Input rows:
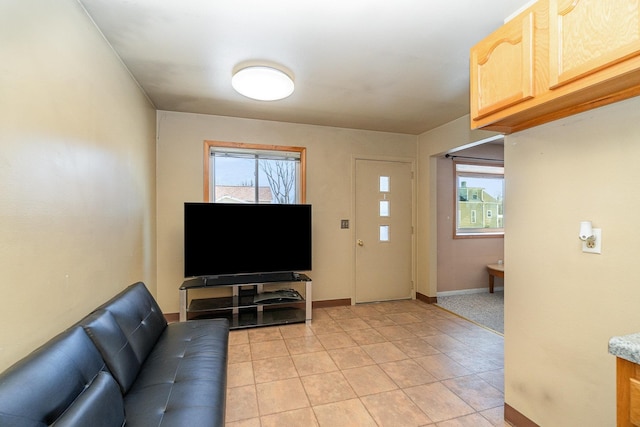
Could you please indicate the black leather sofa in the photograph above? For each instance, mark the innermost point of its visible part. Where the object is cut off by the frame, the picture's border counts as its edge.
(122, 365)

---

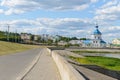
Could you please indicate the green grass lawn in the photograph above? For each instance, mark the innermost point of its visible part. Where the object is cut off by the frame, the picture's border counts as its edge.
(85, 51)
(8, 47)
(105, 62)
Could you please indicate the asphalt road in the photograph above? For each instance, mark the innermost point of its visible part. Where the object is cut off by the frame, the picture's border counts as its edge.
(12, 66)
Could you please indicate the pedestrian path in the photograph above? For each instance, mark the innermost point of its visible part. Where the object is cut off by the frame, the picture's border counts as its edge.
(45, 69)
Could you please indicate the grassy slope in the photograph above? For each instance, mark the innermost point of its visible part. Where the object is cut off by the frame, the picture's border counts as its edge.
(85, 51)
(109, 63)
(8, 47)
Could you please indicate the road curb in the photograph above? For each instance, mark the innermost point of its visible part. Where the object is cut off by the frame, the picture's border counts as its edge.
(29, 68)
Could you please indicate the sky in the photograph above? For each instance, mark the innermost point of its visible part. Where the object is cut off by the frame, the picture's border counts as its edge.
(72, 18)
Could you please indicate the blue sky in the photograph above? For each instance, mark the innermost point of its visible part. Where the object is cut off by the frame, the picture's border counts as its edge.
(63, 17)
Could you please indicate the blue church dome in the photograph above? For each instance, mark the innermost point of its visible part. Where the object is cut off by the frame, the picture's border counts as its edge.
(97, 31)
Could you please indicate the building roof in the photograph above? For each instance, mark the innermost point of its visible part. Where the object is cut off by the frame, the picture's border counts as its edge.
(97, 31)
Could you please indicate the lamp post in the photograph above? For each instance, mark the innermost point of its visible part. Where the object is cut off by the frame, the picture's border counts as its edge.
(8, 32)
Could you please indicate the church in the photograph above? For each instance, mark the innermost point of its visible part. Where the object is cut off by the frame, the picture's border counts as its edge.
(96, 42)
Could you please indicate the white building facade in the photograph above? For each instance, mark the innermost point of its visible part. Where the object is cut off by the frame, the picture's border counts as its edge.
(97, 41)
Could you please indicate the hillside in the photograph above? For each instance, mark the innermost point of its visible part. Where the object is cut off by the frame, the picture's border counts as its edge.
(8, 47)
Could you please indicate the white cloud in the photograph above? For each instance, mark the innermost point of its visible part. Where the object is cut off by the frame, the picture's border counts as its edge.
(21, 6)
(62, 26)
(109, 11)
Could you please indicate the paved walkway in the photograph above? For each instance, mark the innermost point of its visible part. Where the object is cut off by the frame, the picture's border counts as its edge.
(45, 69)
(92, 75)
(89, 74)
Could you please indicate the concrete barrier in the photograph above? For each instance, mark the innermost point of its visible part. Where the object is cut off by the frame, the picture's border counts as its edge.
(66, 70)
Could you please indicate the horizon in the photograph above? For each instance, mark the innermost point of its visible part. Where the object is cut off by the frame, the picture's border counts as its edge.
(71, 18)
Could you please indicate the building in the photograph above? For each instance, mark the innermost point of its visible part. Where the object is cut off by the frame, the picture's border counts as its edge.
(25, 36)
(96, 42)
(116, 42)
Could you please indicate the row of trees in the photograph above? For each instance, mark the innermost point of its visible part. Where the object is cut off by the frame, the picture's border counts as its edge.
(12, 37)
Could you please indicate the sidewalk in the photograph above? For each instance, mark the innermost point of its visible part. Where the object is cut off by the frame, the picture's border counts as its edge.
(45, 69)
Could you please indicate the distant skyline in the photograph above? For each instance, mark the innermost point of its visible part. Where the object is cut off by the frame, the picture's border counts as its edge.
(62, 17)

--

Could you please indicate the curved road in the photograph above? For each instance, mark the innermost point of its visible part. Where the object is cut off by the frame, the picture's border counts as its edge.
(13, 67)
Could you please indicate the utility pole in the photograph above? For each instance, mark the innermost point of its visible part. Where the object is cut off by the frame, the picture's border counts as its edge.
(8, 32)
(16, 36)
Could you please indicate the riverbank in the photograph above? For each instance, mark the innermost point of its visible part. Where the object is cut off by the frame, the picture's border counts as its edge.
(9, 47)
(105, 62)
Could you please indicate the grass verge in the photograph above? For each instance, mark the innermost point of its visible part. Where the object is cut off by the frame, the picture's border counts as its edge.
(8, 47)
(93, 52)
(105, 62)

Exercise:
Pick out every line in the data above that contains the word "white", and copy each one in full. Case matters, so a line counts only when the letters match exactly in upper and lower case.

Problem solution:
Could you please indicate the white building facade in the photograph above? For each instance, mark the innermost point of its visible part. Where the object is cut off by the frame, the picture's border counts as its edge.
Could you please indicate the white cloud in the photograph above? For each instance, mark the innermost point of its visible part. Where the object is cut off by the frame, the picture's border counts as its edge.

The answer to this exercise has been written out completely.